DATA FOR PROCESSING:
Content starts
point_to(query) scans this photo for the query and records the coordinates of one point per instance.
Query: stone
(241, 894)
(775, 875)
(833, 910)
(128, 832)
Content ends
ASSIGNED TASK: Each entry above needs to be duplicated verbatim.

EXERCISE ANSWER:
point_to(query) scans this photo for the query and records the coordinates of one point per instance.
Query: stone
(241, 894)
(775, 875)
(833, 910)
(128, 832)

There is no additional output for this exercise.